● Written task: Return each line of the records below that contains the word "window", copied in full.
[BEGIN Data]
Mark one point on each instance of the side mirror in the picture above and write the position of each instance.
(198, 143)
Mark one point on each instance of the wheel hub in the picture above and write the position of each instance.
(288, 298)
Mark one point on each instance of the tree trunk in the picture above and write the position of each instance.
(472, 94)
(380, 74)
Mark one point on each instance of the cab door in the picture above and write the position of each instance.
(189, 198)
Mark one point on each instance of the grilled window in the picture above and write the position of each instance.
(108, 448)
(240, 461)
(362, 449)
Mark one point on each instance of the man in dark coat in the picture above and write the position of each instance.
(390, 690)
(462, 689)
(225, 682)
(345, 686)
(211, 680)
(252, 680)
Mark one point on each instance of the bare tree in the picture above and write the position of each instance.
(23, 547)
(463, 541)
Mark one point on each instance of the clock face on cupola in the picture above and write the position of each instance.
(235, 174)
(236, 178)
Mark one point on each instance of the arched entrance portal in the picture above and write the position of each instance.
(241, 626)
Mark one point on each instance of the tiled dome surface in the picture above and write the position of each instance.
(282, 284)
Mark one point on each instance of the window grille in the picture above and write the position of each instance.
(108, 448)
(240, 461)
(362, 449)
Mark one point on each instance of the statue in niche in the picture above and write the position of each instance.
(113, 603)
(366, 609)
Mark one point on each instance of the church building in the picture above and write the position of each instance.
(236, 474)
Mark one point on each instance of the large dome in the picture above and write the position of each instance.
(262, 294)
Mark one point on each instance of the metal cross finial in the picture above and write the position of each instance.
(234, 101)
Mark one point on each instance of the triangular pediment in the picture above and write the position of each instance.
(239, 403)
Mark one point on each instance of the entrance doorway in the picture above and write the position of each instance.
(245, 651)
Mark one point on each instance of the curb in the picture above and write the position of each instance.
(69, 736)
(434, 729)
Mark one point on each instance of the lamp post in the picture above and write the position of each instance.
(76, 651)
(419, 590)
[END Data]
[BEGIN Data]
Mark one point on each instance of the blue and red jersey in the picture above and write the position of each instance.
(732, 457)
[END Data]
● Solution below:
Mark one point on each instance of the grilled window in the picture above and write the position of each instance.
Mark one point on each instance of the window grille in the picture above and write the position of each instance.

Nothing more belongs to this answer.